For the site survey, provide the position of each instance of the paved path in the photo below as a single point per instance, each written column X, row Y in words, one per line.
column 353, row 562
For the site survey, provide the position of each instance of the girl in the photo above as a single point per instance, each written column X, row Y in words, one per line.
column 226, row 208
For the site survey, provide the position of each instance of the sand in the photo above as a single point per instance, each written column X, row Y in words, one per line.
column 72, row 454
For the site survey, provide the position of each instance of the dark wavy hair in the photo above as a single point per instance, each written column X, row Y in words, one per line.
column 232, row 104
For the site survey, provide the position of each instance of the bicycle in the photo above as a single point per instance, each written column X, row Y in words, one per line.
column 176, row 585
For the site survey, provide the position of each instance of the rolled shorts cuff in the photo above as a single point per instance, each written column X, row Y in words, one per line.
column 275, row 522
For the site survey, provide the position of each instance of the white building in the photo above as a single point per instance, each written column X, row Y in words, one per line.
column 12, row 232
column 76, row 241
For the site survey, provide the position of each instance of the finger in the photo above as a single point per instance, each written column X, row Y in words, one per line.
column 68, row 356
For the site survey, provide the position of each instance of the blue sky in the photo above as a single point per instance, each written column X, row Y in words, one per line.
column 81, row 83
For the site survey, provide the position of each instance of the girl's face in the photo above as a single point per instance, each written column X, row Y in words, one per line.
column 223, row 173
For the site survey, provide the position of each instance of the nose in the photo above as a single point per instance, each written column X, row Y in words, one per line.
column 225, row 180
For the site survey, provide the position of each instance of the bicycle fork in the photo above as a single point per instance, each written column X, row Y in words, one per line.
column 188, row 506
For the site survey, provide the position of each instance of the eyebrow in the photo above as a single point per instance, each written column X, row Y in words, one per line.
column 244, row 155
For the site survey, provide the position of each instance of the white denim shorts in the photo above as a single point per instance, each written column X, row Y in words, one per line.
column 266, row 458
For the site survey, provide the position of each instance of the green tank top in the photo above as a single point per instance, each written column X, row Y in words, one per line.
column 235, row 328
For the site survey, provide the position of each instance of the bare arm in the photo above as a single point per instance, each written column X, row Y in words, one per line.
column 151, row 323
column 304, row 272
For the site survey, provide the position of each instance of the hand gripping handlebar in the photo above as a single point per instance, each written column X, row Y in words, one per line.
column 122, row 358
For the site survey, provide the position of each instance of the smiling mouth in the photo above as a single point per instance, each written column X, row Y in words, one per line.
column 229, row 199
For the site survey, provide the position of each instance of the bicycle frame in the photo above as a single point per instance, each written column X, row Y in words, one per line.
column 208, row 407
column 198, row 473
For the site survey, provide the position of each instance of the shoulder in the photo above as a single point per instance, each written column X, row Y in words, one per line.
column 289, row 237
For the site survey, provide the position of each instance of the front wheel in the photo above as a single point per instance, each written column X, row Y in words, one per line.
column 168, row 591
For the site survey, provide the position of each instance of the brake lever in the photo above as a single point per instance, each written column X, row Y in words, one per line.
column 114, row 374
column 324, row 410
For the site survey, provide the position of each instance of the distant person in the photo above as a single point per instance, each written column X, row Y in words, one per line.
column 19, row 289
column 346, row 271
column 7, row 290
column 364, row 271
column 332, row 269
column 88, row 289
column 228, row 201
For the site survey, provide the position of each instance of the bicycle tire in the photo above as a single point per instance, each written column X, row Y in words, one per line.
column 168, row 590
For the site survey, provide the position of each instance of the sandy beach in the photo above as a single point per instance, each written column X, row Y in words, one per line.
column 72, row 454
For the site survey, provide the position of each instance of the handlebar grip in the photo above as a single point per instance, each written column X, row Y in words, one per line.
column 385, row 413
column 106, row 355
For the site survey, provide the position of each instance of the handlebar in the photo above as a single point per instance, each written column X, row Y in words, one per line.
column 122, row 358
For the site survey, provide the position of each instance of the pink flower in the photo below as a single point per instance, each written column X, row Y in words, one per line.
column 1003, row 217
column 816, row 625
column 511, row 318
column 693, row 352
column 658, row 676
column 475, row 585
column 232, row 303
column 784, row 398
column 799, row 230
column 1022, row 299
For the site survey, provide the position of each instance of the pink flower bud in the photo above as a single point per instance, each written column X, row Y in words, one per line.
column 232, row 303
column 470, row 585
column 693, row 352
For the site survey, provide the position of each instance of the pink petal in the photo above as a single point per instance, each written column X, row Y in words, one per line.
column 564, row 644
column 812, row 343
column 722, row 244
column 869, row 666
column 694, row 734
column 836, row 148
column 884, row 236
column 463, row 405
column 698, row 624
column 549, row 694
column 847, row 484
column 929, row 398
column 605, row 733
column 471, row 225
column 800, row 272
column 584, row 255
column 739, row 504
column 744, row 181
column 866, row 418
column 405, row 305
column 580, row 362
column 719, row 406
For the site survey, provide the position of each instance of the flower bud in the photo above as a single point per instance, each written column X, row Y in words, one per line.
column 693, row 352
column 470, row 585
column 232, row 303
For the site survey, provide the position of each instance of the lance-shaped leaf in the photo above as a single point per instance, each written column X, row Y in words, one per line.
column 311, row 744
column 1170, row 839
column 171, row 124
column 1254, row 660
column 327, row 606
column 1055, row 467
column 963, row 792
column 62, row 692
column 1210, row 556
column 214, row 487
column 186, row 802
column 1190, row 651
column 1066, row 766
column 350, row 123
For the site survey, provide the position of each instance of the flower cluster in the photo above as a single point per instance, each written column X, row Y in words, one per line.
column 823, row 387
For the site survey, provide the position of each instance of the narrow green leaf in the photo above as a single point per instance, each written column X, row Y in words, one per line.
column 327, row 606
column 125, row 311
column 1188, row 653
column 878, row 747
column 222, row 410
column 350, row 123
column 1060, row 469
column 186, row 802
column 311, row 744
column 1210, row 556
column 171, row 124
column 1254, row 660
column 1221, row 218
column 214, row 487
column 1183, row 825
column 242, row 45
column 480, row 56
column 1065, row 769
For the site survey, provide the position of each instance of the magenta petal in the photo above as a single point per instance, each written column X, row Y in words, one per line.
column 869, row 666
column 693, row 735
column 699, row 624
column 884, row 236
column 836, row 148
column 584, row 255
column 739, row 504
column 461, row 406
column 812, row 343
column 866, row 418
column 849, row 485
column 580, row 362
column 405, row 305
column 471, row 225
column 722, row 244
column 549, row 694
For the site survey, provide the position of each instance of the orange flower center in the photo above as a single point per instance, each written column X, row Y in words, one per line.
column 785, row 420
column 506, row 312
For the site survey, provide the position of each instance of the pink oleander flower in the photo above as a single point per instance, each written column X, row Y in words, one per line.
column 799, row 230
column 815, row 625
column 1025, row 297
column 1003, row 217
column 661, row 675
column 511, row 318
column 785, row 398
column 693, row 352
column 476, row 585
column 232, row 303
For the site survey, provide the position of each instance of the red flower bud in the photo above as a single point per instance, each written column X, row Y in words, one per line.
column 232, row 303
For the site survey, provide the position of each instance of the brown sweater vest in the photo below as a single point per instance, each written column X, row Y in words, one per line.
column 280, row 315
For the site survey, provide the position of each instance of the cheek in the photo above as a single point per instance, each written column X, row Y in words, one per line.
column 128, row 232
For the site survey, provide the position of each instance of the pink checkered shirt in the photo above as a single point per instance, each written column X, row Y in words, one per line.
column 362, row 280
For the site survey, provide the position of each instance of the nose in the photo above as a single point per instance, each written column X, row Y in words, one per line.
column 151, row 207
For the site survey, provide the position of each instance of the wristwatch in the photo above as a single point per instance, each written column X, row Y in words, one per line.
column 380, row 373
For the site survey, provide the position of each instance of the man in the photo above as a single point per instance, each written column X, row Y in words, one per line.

# # # # #

▶ [Description of the task]:
Reproduce every line of the data above verbatim, with no changes.

▶ [Output below]:
For the site survey, provide the position of each instance of the paved path in the photo below as a single point per instance, each written column X, row Y in words, one per line.
column 353, row 562
For the site survey, provide the position of each instance of the girl in the photo above as a single point per instance, each written column X, row Y in words, one per line.
column 226, row 208
For the site survey, provide the position of each instance of the sand in the photo above as a single point per instance, each written column X, row Y in words, one per line.
column 72, row 454
For the site survey, provide the position of each instance of the dark wavy hair in the photo above as a single point per instance, each written column X, row Y in words, one per line.
column 232, row 104
For the site survey, provide the position of each instance of the bicycle in the photo above as a single point per instance, each written column X, row Y in words, one per line.
column 176, row 585
For the site survey, provide the position of each instance of the rolled shorts cuff in the photo above as a single point per instance, each written column X, row Y in words, one per line.
column 275, row 522
For the site survey, provide the position of each instance of the white building in the photo above as a single point per instance, each written column X, row Y in words, one per line.
column 12, row 232
column 76, row 241
For the site survey, provide the position of each instance of the finger in the photo above as a single point per instance, each written column X, row Y in words, one per line.
column 68, row 356
For the site survey, provide the position of each instance of the blue sky in the photo above as a single point per instance, each written column X, row Y in words, one per line.
column 81, row 83
For the site survey, provide the position of each instance of the girl's face in the photo above as a single point per instance, each written column X, row Y in words, one per line.
column 223, row 173
For the site survey, provide the position of each instance of the nose in the photo above as a single point per instance, each written column X, row Y in words, one per line.
column 225, row 180
For the site survey, provide the position of each instance of the bicycle fork in the photo above as a single point per instance, each written column X, row Y in words, one per line.
column 188, row 506
For the site survey, provide the position of each instance of the eyebrow in the photo above as a single point per instance, each written column X, row Y in words, one per line.
column 244, row 155
For the site survey, provide the position of each instance of the white denim shorts in the photo above as a single point per instance, each written column X, row Y in words, one per line.
column 266, row 458
For the site survey, provide the position of each instance of the green tank top in the photo above as a single point per instance, each written column X, row Y in words, one per line.
column 235, row 328
For the site survey, provide the position of each instance of the bare arm in the photo above as a single point per instance, each written column X, row Y in words, one per line.
column 151, row 323
column 304, row 272
For the site survey, provide the position of each instance of the hand gripping handlebar in the photo above as a single point per instance, each written column X, row Y in words, one per line.
column 122, row 358
For the site survey, provide the position of each instance of the smiling mouth in the photo above as a single point per instance, each written column X, row Y in words, one per line.
column 229, row 199
For the site survey, provide the position of each instance of the bicycle frame in the photo above as a single point per instance, each written column X, row Y in words, one per line.
column 208, row 407
column 198, row 473
For the site survey, provide the position of each instance of the shoulder in the photo above as a single point per instance, each written column X, row Y in words, one per line.
column 289, row 237
For the site survey, provide the position of each instance of the front wheel in the photo above as a single point per instance, each written column X, row Y in words, one per line.
column 168, row 591
For the site survey, provide the position of each instance of the brake lever in the photo above as a single point per instance, each written column X, row Y in words, one per line.
column 114, row 374
column 324, row 410
For the site survey, provide the position of each instance of the distant person in the photo above as a single point per instance, each written column X, row Y in words, one per line.
column 19, row 289
column 346, row 271
column 7, row 290
column 364, row 271
column 332, row 269
column 88, row 289
column 228, row 201
For the site survey, provide the position of each instance of the bicycle tire in the photo above as a single point per instance, each written column X, row Y in words, one per line.
column 168, row 590
For the site survey, provide the position of each instance of the sandy beach in the photo above as a single point per instance, each written column X, row Y in words, one per line.
column 72, row 454
For the site survey, provide the position of each instance of the handlebar grip in the photo above as a single point per instance, each written column X, row Y in words, one per line.
column 385, row 413
column 106, row 355
For the site survey, provide the position of each instance of the handlebar in the photo above as a single point per instance, each written column X, row Y in words, one per line.
column 122, row 358
For the site survey, provide the position of each instance of the pink flower in the photo below as a single point per instance, each written column X, row Y in words, one per line.
column 1003, row 217
column 816, row 625
column 511, row 318
column 693, row 352
column 658, row 676
column 475, row 585
column 232, row 303
column 784, row 398
column 799, row 230
column 1022, row 299
For the site survey, provide the position of each instance of the pink flower bud in the photo above as a single point per instance, each written column X, row Y in words, one per line.
column 232, row 303
column 470, row 585
column 693, row 352
For the site survey, provide the position of each instance of the pink petal in the photo above as a single point per instance, each written column X, row Y in words, one per line.
column 564, row 644
column 812, row 343
column 722, row 244
column 869, row 666
column 694, row 734
column 836, row 148
column 884, row 236
column 463, row 405
column 698, row 624
column 549, row 694
column 847, row 484
column 929, row 398
column 605, row 733
column 471, row 225
column 800, row 272
column 584, row 255
column 739, row 504
column 744, row 181
column 866, row 418
column 405, row 305
column 580, row 362
column 719, row 406
For the site survey, provide the position of each instance of the flower bud in the photo above as a single point per instance, each written column X, row Y in words, one per line.
column 693, row 352
column 470, row 585
column 232, row 303
For the site survey, provide the position of each instance of the lance-shaped leaf in the photo above as a single point per instance, each written column X, row Y in words, one per line.
column 311, row 744
column 1170, row 839
column 171, row 124
column 1254, row 660
column 327, row 606
column 1055, row 467
column 963, row 792
column 62, row 692
column 1210, row 556
column 214, row 487
column 186, row 802
column 1190, row 651
column 1066, row 766
column 350, row 123
For the site survey, provide the position of each instance of the flower cluster in the photo above as a single point per instance, each written column X, row Y in words, one per line.
column 823, row 387
For the site survey, provide the position of each instance of the narrow green leaf in the photo above as a single point per instance, each written column X, row Y in words, one per line.
column 327, row 606
column 125, row 311
column 1188, row 653
column 878, row 747
column 222, row 410
column 350, row 123
column 1060, row 469
column 186, row 802
column 311, row 744
column 1210, row 556
column 171, row 124
column 1254, row 660
column 1221, row 218
column 214, row 487
column 1183, row 825
column 242, row 45
column 480, row 56
column 1065, row 769
For the site survey, provide the position of each instance of the magenta petal in the photo above as a single point per instance, each written column X, row Y in words, one per line.
column 869, row 666
column 693, row 735
column 699, row 624
column 884, row 236
column 836, row 148
column 584, row 255
column 739, row 504
column 461, row 406
column 812, row 343
column 866, row 418
column 849, row 485
column 580, row 362
column 405, row 305
column 471, row 225
column 722, row 244
column 549, row 694
For the site survey, provide the position of each instance of the orange flower center in the photo above as a single point per instance, each written column X, row Y in words, one per line.
column 785, row 420
column 506, row 312
For the site survey, provide the position of each instance of the pink oleander flower in the photo above as a single point per instance, each written column X, row Y in words, one per line.
column 799, row 230
column 815, row 625
column 1025, row 297
column 1003, row 217
column 661, row 675
column 511, row 318
column 785, row 398
column 693, row 352
column 476, row 585
column 232, row 303
For the site survey, provide the position of each instance of the red flower bud in the photo above as a single point per instance, each written column X, row Y in words, one per line.
column 232, row 303
For the site survey, provide the position of each instance of the brown sweater vest in the photo below as a single point per instance, each written column X, row Y in words, one per line.
column 280, row 315
For the site survey, provide the position of each instance of the cheek in the photo above as a single point per instance, each written column X, row Y in words, one per line.
column 128, row 232
For the site survey, provide the position of each instance of the pink checkered shirt in the photo above as a single point per instance, each written column X, row Y in words, one per line.
column 362, row 280
For the site survey, provide the position of each instance of the nose in the photo above as a single point per instance, each written column X, row Y in words, one per line.
column 151, row 207
For the site survey, provide the position of each instance of the wristwatch in the photo above as a single point per instance, each written column X, row Y in words, one per line.
column 380, row 373
For the site survey, provide the position of each instance of the man in the photo above as a single point per instance, each written column X, row Y in words, one per line.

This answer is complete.